═══ GIVEN RECORDS ═══
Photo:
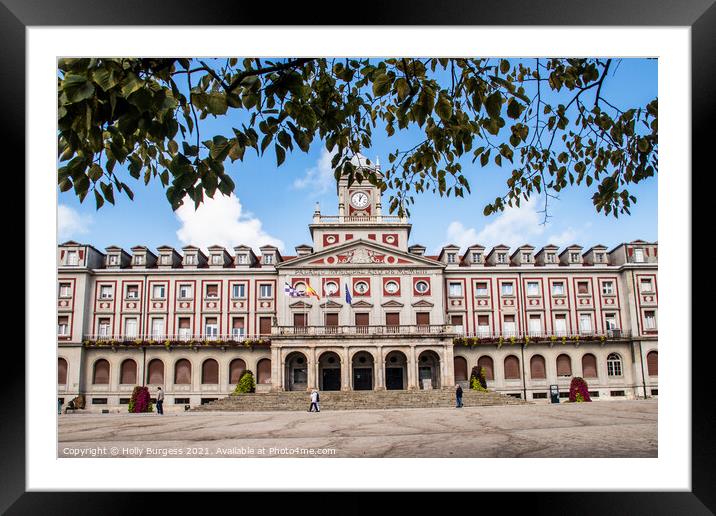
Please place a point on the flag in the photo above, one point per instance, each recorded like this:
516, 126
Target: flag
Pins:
═══
REQUIREMENTS => Render every line of the entries above as a JSON list of strings, one string per line, omitting blank lines. Leave the pictures out of the answer.

ANSWER TO THE PROBLEM =>
[
  "Photo:",
  "Please place a point on the flag in the photo above, one point per instance, each recorded like this:",
  "516, 126",
  "Target: flag",
  "Pins:"
]